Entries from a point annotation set
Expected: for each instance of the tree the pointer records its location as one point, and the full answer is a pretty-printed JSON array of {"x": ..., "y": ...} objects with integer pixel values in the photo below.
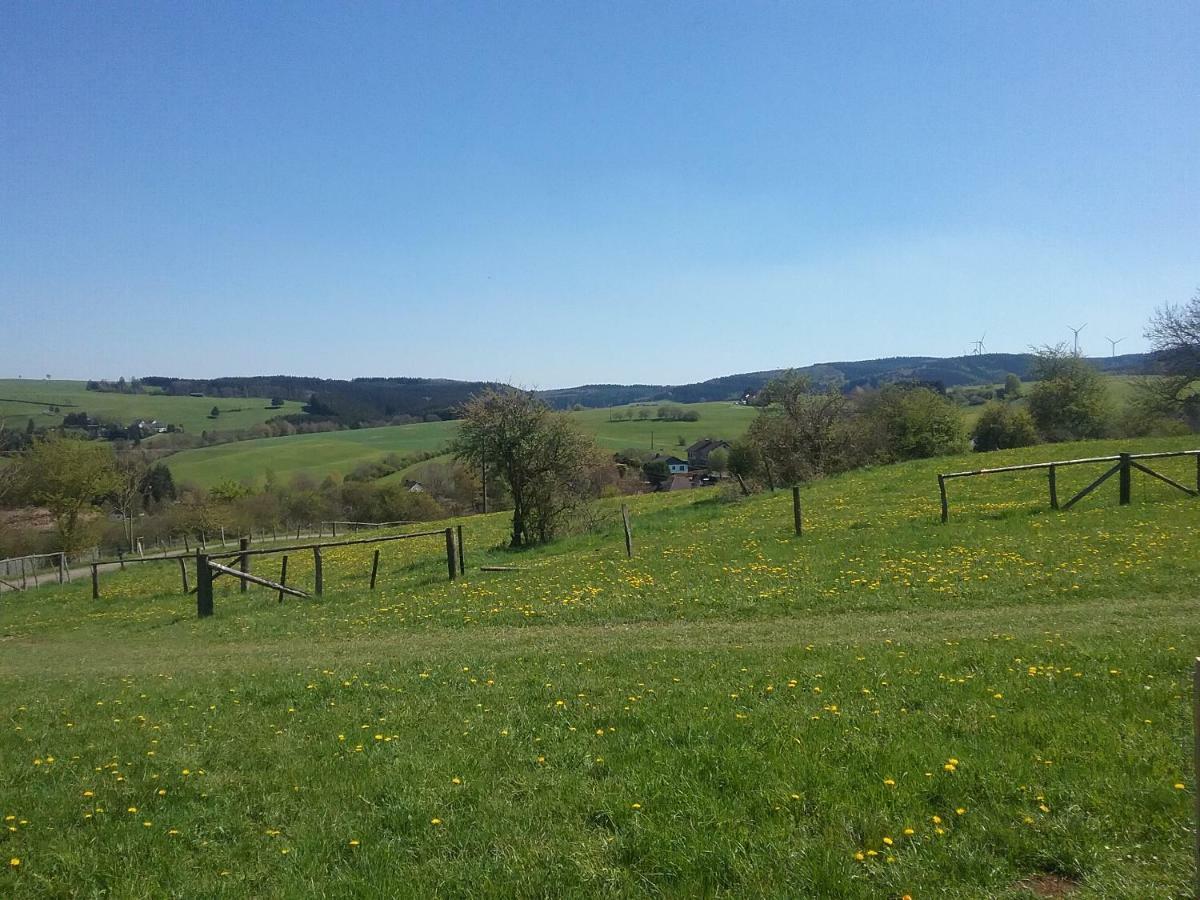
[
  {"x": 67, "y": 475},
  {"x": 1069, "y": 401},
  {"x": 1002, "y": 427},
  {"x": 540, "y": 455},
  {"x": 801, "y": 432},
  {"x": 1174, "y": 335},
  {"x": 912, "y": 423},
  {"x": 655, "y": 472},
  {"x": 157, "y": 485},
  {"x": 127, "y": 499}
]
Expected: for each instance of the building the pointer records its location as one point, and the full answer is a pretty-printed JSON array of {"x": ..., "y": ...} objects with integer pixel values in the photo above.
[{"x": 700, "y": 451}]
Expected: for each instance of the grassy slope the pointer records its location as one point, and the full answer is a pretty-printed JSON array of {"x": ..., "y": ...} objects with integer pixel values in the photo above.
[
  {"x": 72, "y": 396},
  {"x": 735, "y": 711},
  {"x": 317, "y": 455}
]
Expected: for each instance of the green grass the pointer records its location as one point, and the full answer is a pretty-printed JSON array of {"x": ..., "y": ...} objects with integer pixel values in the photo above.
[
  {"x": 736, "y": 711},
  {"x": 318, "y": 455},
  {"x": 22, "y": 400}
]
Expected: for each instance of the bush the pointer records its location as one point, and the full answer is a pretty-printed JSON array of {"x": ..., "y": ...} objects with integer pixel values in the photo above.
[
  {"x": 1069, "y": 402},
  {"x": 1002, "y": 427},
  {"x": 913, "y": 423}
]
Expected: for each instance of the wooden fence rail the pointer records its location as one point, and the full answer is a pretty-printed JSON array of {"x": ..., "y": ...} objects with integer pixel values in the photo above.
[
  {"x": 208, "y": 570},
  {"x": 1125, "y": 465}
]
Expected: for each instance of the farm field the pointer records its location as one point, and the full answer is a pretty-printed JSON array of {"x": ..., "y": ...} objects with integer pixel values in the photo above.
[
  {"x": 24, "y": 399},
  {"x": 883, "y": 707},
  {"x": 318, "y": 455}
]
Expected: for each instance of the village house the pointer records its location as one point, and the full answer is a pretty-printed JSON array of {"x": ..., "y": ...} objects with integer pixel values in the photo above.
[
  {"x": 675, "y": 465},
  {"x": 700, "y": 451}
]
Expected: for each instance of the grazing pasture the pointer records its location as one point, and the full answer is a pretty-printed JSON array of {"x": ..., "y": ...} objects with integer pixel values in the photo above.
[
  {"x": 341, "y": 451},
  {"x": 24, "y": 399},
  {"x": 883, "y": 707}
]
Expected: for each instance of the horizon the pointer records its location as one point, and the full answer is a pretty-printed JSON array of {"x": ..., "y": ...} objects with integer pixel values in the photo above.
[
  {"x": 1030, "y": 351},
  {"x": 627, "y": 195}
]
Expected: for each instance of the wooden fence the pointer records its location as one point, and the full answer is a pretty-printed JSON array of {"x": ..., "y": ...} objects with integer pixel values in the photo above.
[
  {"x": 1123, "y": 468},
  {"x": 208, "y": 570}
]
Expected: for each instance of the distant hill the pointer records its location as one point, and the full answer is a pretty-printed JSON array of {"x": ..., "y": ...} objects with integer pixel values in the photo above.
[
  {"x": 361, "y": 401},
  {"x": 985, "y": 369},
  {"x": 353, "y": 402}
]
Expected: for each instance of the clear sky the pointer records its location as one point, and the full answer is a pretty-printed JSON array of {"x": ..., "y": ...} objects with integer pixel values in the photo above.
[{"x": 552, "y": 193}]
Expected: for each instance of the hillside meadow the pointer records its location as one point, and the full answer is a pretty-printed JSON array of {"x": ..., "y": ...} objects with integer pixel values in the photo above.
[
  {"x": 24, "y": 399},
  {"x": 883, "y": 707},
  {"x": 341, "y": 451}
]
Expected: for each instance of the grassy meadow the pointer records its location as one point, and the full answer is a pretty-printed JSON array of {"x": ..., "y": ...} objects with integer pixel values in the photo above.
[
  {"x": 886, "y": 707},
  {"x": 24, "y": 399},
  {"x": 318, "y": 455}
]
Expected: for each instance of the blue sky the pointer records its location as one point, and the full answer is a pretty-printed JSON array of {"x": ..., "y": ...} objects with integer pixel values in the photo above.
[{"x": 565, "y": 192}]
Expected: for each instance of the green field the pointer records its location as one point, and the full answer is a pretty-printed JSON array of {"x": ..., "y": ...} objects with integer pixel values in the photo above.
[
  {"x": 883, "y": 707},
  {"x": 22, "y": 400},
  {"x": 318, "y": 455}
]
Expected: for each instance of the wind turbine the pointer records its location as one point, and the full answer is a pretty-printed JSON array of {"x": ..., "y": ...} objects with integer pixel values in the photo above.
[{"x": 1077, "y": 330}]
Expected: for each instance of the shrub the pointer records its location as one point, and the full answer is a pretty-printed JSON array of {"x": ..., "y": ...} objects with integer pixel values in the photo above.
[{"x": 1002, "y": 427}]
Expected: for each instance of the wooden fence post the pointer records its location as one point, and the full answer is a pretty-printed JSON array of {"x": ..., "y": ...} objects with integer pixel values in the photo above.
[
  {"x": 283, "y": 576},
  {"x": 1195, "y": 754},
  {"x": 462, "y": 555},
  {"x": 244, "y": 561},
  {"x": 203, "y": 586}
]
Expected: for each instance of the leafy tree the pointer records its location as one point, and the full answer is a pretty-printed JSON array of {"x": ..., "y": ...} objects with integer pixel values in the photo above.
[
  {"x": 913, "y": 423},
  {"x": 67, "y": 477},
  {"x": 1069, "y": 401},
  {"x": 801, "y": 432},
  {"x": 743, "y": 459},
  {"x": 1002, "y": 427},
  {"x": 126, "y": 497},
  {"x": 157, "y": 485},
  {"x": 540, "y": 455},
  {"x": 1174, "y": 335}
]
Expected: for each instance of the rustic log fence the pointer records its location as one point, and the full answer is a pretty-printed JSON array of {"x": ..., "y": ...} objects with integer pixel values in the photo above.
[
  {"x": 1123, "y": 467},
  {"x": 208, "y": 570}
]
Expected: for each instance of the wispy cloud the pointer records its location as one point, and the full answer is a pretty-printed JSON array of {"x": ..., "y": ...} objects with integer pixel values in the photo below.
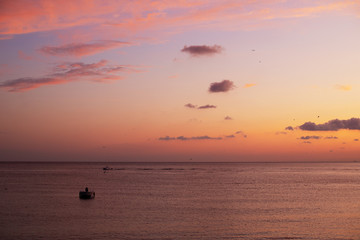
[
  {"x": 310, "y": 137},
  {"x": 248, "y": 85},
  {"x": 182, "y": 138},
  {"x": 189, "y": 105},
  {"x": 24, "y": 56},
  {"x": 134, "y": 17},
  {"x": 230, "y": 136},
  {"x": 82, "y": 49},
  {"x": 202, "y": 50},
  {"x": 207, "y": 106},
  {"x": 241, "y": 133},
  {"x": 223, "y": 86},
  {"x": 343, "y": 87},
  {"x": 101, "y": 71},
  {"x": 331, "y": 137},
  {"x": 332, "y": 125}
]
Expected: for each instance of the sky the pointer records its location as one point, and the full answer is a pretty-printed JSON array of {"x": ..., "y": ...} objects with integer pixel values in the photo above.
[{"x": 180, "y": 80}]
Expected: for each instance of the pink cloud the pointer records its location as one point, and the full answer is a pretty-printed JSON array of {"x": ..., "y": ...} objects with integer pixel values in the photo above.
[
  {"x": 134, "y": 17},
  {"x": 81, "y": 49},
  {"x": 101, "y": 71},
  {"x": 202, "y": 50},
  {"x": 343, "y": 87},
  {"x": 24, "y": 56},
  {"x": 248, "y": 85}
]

- [What you will do]:
Copy the entries exactly. Leave out the images.

- [Result of the task]:
Expected: for each instance of the tree the pointer records its location as one point, and the full answer is a pretty-printed JSON array of {"x": ..., "y": ...} objects with integer pixel values in the photo below.
[
  {"x": 67, "y": 475},
  {"x": 1069, "y": 401},
  {"x": 1002, "y": 427},
  {"x": 540, "y": 455},
  {"x": 801, "y": 432},
  {"x": 1174, "y": 335},
  {"x": 912, "y": 423},
  {"x": 655, "y": 472},
  {"x": 157, "y": 485},
  {"x": 127, "y": 499}
]
Expected: for each instance of the building the pointer records its location as one point, and the full answer is a pretty-printed JSON array of {"x": ..., "y": ...} objects with integer pixel values in the photo above.
[{"x": 700, "y": 451}]
Expected: for each instance of the grassy slope the pointer records its location as one point, and the full answer is a pretty-printed JSON array of {"x": ..., "y": ...} objects with integer pixel values in the photo above.
[
  {"x": 72, "y": 396},
  {"x": 735, "y": 711},
  {"x": 317, "y": 455}
]
Expected: for each instance of the green grass the pointer records its location as one point, and the full answer is a pretty-printed JSON array of {"x": ..., "y": ...} objects with integer pixel values in the photo above.
[
  {"x": 736, "y": 711},
  {"x": 318, "y": 455},
  {"x": 22, "y": 400}
]
Expected: for each instance of the bush the pointer records its location as one point, and the full answer is a pretty-printed JSON array of {"x": ..., "y": ...} objects with integer pixel values in the photo above.
[
  {"x": 1069, "y": 402},
  {"x": 1002, "y": 427},
  {"x": 913, "y": 423}
]
Expected: for each instance of the wooden fence rail the pointer records its location as one point, and the full answer is a pretty-printed JSON array of {"x": ..., "y": ...} objects with integer pixel values in the photo above.
[
  {"x": 208, "y": 570},
  {"x": 1125, "y": 465}
]
Expected: for each instance of the farm field the pointer records its location as one point, and the full answer is a pretty-printed JSON array of {"x": ..., "y": ...} objects with integer pixel values in the photo above.
[
  {"x": 24, "y": 399},
  {"x": 883, "y": 707},
  {"x": 318, "y": 455}
]
Expected: for each instance of the village house the pointer records its location as one point, and the full answer is a pretty-printed JSON array of {"x": ..., "y": ...} objects with integer pixel values in the photo above.
[
  {"x": 675, "y": 465},
  {"x": 700, "y": 451}
]
Expected: for each instance of the grazing pasture the pointer records its location as one point, and the full answer is a pretty-printed JSON array of {"x": ..., "y": ...} objects with integer pixel values in the photo above.
[
  {"x": 341, "y": 451},
  {"x": 24, "y": 399},
  {"x": 883, "y": 707}
]
Expected: for each instance of the horizon the pointer records its location as one point, and the full answer is a pretty-printed JSON array of {"x": ..., "y": ...} objects with integer pixel values in the photo above.
[
  {"x": 1030, "y": 351},
  {"x": 627, "y": 195}
]
Expected: for each instance of the wooden fence the pointer records its location as one point, and the full answer is a pretty-printed JSON array of {"x": ..., "y": ...} objects with integer pixel values in the photo above.
[
  {"x": 1123, "y": 468},
  {"x": 208, "y": 570}
]
Expected: for each instance of the distant hill the pointer records its location as one point, and the full answer is a pretty-printed JSON array of {"x": ..., "y": ...} objects with integer pixel values in the photo above.
[
  {"x": 361, "y": 401},
  {"x": 985, "y": 369},
  {"x": 353, "y": 402}
]
Expected: for each instance of the clear sky the pointer records its location as one point, and the full answer is a pretty-printed JSON array of {"x": ..., "y": ...} objects with integer pixel values in the photo above.
[{"x": 552, "y": 193}]
Expected: for each instance of the hillside meadow the pointer records its location as one point, and the full answer is a pretty-printed JSON array of {"x": ..., "y": ...} objects with integer pixel values in the photo above.
[
  {"x": 24, "y": 399},
  {"x": 883, "y": 707},
  {"x": 341, "y": 451}
]
Expected: for each instance of the grassy meadow the pointer records its location as one point, and the full answer is a pretty-printed JSON array of {"x": ..., "y": ...} objects with integer pixel values in the photo above.
[
  {"x": 886, "y": 707},
  {"x": 24, "y": 399},
  {"x": 318, "y": 455}
]
Expected: for each instance of the blue sky the pointer records its location as one point, and the full answer is a pretty-printed JSON array of {"x": ..., "y": ...} objects with integer pixel values in the photo above.
[{"x": 565, "y": 192}]
Expected: for each instance of the green field the pointer records its location as one point, and the full answer is a pretty-printed JSON array of {"x": ..., "y": ...} objects with integer pixel values in the photo above.
[
  {"x": 883, "y": 707},
  {"x": 22, "y": 400},
  {"x": 318, "y": 455}
]
Expected: for each instance of the wind turbine the pointer records its location as one point, and the full answer is a pretty-printed JSON array of {"x": ..., "y": ...} objects with integer pixel values in the photo above.
[{"x": 1077, "y": 330}]
Expected: for each instance of the shrub the pointer records its location as one point, and the full answer is a pretty-printed JSON array of {"x": ..., "y": ...} objects with integer pixel values in the photo above.
[{"x": 1002, "y": 427}]
Expected: for each instance of the wooden fence post the pointer records its location as one point, and the full answer is a pretty-printed JSON array of {"x": ..., "y": ...} objects with integer pixel values in the photo above.
[
  {"x": 283, "y": 576},
  {"x": 1195, "y": 754},
  {"x": 462, "y": 555},
  {"x": 244, "y": 561},
  {"x": 203, "y": 586}
]
Expected: for each instance of the leafy tree the pointer records its location as one point, and the full answer is a pretty-printed JSON array of {"x": ..., "y": ...} objects with integer pixel values in the photo above.
[
  {"x": 913, "y": 423},
  {"x": 67, "y": 477},
  {"x": 1069, "y": 401},
  {"x": 801, "y": 432},
  {"x": 743, "y": 459},
  {"x": 1002, "y": 427},
  {"x": 126, "y": 497},
  {"x": 157, "y": 485},
  {"x": 540, "y": 455},
  {"x": 1174, "y": 335}
]
Expected: for each instance of the rustic log fence the pointer records its location as one point, and the full answer is a pretty-printed JSON array of {"x": ..., "y": ...} objects with integer pixel values in the photo above.
[
  {"x": 1123, "y": 467},
  {"x": 208, "y": 570}
]
Expected: for each instance of the wispy cloud the pointer records its location as one point, and the full answer is a pretty-printed JSON array of {"x": ..., "y": ...} objects with integer pixel values in the photo below.
[
  {"x": 310, "y": 137},
  {"x": 248, "y": 85},
  {"x": 182, "y": 138},
  {"x": 189, "y": 105},
  {"x": 24, "y": 56},
  {"x": 134, "y": 17},
  {"x": 230, "y": 136},
  {"x": 82, "y": 49},
  {"x": 202, "y": 50},
  {"x": 207, "y": 106},
  {"x": 241, "y": 133},
  {"x": 223, "y": 86},
  {"x": 343, "y": 87},
  {"x": 101, "y": 71},
  {"x": 331, "y": 137},
  {"x": 332, "y": 125}
]
Expected: for each instance of the sky the pointer records its location as one point, and the full answer is a pretty-printed JSON array of {"x": ..., "y": ...} objects with integer pixel values in the photo above.
[{"x": 180, "y": 80}]
Expected: for each instance of the pink cloud the pointer records its location as one point, and the full answer is a pretty-printed JSON array of {"x": ..., "y": ...} objects with integer pixel values in the photo above.
[
  {"x": 134, "y": 17},
  {"x": 81, "y": 49},
  {"x": 101, "y": 71},
  {"x": 202, "y": 50},
  {"x": 343, "y": 87},
  {"x": 24, "y": 56},
  {"x": 248, "y": 85}
]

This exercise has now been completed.